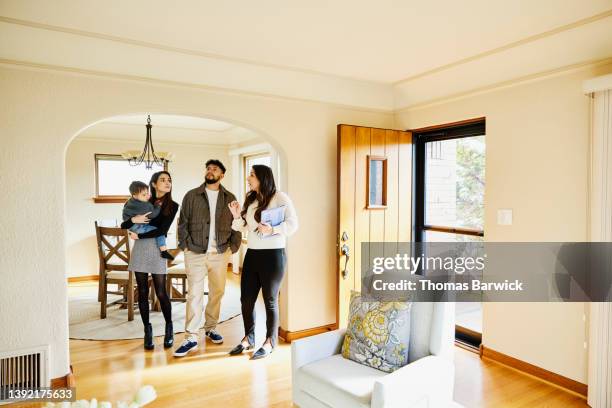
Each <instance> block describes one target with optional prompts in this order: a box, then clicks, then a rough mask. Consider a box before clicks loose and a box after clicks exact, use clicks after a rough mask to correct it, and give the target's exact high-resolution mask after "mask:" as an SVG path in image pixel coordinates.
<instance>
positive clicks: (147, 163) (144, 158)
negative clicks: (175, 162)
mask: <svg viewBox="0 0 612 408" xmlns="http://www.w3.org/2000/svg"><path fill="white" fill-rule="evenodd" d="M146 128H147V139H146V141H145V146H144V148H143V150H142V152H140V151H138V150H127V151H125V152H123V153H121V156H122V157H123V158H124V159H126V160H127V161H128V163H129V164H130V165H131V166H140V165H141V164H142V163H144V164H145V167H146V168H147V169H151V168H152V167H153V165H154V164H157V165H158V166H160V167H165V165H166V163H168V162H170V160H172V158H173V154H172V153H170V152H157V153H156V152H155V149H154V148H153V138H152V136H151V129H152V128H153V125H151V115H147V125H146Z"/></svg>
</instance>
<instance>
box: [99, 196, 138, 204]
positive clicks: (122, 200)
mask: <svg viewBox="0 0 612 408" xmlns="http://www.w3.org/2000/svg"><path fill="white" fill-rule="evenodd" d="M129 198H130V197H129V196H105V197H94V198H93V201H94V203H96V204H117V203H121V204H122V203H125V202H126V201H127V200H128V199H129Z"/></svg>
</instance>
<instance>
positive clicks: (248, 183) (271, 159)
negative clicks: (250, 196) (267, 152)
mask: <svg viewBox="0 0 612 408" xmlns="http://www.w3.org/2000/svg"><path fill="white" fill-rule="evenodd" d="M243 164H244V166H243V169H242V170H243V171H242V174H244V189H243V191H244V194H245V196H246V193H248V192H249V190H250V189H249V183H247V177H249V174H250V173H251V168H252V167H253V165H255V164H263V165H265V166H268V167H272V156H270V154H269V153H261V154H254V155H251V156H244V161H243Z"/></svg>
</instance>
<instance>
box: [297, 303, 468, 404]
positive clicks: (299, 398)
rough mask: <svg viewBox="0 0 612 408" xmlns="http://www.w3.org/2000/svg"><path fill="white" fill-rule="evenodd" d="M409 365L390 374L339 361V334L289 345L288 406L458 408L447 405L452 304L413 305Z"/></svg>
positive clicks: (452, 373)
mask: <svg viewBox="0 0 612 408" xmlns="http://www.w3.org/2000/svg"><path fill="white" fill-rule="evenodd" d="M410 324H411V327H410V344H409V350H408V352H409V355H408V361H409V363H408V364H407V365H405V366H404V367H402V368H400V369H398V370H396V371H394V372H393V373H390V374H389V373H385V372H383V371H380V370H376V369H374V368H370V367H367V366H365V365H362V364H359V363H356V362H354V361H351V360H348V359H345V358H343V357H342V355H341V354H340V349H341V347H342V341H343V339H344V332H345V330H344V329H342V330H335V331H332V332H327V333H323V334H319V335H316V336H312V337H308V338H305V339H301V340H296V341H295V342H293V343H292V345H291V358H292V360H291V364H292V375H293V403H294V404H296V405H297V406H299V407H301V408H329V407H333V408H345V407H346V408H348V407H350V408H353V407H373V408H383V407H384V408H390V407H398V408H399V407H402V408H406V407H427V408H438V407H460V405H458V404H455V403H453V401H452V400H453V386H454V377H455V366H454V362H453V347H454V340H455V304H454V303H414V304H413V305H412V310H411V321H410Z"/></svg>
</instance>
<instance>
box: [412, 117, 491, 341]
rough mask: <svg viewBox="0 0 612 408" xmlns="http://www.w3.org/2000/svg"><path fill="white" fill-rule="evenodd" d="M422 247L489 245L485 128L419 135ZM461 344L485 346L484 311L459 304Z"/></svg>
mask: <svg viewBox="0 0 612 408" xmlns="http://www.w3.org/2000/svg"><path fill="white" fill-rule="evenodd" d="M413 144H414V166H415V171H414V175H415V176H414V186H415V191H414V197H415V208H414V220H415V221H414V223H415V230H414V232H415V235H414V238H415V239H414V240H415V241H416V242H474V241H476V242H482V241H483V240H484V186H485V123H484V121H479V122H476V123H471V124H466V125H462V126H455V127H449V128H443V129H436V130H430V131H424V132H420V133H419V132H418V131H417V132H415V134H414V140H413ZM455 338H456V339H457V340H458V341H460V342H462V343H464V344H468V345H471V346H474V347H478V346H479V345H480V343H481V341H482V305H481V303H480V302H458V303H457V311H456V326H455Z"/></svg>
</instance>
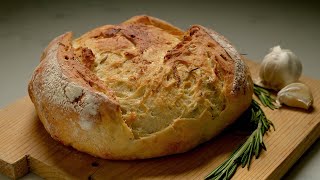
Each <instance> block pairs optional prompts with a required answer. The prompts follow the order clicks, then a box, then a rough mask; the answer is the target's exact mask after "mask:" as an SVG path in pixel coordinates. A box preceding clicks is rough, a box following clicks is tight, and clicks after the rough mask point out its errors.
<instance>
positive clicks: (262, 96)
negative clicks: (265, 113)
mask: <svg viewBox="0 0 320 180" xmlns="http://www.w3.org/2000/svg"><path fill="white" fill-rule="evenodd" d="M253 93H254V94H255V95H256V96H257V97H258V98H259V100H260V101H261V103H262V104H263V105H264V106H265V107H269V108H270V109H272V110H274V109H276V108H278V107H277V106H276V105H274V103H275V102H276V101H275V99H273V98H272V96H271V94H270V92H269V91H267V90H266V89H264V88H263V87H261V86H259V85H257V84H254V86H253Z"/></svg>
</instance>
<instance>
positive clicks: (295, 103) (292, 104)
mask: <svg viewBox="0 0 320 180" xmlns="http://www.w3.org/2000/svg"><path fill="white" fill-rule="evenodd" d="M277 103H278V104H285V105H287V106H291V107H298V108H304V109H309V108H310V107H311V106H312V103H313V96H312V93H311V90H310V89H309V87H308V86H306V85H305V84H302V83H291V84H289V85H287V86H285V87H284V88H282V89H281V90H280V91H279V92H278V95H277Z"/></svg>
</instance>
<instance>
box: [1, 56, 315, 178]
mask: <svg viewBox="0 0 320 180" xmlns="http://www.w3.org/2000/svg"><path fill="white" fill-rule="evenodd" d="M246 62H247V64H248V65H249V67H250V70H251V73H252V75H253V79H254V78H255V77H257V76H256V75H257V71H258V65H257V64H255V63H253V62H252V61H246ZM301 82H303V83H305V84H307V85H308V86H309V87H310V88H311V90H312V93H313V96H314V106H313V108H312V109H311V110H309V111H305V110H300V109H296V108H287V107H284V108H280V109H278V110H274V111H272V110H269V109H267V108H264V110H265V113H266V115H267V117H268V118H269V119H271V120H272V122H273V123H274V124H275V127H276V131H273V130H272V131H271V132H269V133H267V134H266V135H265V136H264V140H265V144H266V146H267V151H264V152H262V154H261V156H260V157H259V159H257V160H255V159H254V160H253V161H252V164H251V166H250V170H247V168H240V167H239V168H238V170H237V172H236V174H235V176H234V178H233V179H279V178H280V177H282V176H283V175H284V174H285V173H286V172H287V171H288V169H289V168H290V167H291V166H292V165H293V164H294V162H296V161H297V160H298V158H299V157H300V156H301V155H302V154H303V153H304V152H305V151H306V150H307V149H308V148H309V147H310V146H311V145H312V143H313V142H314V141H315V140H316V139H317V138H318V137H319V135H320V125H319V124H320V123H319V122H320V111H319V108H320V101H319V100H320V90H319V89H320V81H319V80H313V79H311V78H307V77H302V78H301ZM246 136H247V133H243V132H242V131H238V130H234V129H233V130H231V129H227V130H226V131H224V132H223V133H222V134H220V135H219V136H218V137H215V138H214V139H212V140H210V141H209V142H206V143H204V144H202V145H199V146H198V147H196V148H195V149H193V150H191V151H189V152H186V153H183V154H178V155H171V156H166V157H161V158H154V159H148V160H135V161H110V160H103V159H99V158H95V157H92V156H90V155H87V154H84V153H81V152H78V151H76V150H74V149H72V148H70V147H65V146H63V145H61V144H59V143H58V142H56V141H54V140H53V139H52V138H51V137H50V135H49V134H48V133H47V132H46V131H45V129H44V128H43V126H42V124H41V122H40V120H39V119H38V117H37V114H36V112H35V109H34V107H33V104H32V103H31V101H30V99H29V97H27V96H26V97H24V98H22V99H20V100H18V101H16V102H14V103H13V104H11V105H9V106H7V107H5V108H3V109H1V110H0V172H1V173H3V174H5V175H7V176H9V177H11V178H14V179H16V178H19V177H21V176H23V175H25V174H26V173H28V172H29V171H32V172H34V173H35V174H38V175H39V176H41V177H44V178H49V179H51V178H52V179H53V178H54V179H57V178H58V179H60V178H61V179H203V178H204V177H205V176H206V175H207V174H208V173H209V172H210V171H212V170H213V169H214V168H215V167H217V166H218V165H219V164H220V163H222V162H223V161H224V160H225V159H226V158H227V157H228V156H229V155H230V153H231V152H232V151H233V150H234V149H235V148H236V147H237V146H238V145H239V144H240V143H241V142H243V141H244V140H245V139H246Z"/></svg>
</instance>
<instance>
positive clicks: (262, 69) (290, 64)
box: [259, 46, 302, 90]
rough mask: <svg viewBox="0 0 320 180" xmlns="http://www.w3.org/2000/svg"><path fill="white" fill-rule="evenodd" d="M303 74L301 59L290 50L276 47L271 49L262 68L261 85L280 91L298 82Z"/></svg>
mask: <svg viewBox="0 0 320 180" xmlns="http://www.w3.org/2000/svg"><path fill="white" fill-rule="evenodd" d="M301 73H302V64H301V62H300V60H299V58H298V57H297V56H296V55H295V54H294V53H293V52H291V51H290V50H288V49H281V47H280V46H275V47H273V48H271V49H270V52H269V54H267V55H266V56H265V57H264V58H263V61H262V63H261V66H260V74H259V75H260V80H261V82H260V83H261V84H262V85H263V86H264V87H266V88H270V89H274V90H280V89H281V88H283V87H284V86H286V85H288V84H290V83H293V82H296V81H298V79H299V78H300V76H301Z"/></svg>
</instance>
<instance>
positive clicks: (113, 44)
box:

What you will do - Of the lines above, extract only those from the line with "positive clicks: (299, 398)" to the line with "365L390 374L339 361V334L289", both included, exactly as written.

Reply to the exercise -
positive clicks: (299, 398)
rough mask: <svg viewBox="0 0 612 408" xmlns="http://www.w3.org/2000/svg"><path fill="white" fill-rule="evenodd" d="M409 365L390 374L339 361V334L289 345L288 406L458 408L447 405L452 304L413 305Z"/></svg>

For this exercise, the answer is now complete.